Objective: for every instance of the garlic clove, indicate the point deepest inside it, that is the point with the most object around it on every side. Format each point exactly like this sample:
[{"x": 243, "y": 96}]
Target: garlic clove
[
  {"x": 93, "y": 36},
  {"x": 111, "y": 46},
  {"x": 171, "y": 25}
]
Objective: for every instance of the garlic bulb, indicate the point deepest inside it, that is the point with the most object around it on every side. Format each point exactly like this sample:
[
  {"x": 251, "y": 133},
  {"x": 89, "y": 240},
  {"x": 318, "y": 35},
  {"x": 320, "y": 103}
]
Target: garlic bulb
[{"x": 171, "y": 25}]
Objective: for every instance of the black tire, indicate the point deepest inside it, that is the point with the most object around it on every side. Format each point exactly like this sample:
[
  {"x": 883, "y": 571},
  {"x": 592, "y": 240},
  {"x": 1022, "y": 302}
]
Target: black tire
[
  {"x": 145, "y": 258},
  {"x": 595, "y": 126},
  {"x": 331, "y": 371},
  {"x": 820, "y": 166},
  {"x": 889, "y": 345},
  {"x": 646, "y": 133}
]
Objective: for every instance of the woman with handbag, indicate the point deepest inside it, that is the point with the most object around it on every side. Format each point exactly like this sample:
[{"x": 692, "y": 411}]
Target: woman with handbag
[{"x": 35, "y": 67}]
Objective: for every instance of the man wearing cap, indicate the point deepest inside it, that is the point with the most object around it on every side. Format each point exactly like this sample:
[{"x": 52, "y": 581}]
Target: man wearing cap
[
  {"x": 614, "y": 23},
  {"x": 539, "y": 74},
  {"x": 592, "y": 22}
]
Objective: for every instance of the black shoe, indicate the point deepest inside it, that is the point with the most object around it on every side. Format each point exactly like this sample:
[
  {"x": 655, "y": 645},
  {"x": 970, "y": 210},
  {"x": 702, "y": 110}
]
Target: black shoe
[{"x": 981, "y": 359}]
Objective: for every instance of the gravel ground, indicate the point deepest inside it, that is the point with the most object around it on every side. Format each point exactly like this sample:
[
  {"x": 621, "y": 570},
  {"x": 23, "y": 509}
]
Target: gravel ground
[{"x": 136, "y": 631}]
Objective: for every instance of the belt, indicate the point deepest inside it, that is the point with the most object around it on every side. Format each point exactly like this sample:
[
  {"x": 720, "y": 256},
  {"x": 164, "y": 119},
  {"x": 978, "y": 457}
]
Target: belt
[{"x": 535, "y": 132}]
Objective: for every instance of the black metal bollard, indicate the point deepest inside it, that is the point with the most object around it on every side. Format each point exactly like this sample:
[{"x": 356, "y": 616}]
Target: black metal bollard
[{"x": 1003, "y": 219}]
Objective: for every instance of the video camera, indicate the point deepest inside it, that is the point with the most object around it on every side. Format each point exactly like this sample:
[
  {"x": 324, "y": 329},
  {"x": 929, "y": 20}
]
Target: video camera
════
YOUR OBJECTIVE: Return all lines of the material that have "video" in them.

TASK RESPONSE:
Objective: for every instance of the video camera, indicate the point deepest inside it, that is the point with the most object around it on every side. Format each point exactly like this sample:
Target: video camera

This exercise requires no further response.